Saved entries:
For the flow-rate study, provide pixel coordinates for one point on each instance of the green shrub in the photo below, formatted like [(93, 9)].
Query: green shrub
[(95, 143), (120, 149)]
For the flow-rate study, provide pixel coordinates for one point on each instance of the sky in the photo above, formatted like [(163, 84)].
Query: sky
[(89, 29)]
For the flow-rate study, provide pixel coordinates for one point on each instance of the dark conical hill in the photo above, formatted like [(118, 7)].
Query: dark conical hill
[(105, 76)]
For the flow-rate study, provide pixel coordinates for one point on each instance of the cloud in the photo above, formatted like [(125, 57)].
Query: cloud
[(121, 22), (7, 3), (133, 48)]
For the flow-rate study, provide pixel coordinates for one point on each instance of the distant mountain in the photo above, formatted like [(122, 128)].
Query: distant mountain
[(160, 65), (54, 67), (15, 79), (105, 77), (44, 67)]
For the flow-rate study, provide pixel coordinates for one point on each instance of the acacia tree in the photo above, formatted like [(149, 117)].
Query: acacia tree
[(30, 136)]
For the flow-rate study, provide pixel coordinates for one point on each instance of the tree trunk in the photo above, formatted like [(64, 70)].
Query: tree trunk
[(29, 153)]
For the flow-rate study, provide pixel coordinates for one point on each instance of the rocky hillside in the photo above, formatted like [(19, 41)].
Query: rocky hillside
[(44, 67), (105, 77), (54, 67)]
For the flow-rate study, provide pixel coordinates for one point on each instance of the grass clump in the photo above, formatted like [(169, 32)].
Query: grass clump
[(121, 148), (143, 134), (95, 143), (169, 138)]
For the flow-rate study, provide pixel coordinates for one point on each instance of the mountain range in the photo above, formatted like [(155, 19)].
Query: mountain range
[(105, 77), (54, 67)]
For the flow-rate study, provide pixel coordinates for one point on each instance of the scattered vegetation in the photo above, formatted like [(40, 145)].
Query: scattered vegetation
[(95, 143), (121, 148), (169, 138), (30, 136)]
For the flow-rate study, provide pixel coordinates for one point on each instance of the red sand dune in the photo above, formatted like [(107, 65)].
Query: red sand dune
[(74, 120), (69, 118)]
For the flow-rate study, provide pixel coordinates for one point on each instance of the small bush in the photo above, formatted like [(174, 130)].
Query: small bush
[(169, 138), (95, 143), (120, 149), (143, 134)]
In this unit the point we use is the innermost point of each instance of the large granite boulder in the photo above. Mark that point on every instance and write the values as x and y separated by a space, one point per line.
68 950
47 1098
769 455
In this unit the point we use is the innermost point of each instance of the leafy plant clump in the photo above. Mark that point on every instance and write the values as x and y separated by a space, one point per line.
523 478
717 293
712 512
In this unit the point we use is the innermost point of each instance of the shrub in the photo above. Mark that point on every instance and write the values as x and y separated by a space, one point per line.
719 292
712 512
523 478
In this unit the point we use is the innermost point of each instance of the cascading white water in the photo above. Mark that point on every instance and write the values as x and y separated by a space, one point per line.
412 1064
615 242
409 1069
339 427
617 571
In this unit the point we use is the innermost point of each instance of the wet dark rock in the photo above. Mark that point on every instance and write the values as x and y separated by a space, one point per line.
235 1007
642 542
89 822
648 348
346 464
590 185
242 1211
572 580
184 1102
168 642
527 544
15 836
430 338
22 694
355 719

WHAT THE TASK ASKS — Output only the lines from the line that contains "like [(174, 130)]." through the end of the entries, both included, exactly as they appear.

RESULT OF THE TASK —
For the flow-rate study, provide pixel coordinates for one point on each instance of the small bush in the photo above, formatted like [(174, 130)].
Query: small bush
[(169, 138), (95, 143), (120, 149), (143, 134)]
In this unit the point we use is the innermost point of each instance of the large granite boulder in the photo above. Mark that point on every instance and write the values as x and y separated by a space, one point per line.
68 950
47 1098
769 455
In this unit the point we use is the innermost point of each instance of the leafy plant clump in the photo above. Mark that point on every instance and write the values as x and y separated by a space, one point per line.
523 478
717 293
712 512
In this unit the point we use is the innermost point of each instance of the shrub in the photo above. Mark that point on every instance and write the values as x and y separated by a space, one point per line.
719 292
712 512
523 478
In this unit the point we use is the innermost point of each instance of the cascading white water in the photo above. Mark that point on every instance and write the values as x and y separated by a space, one point per line.
412 1064
615 242
409 1069
339 427
617 571
In this unit the point we use is the innermost point of each instance of the wet dark rock in the photo above. Mark that point on every instance and write the values as x and y separated by a space, one point per line.
235 1007
642 542
89 822
648 348
346 464
590 185
242 1211
572 580
184 1102
168 642
527 544
15 836
430 338
22 694
355 719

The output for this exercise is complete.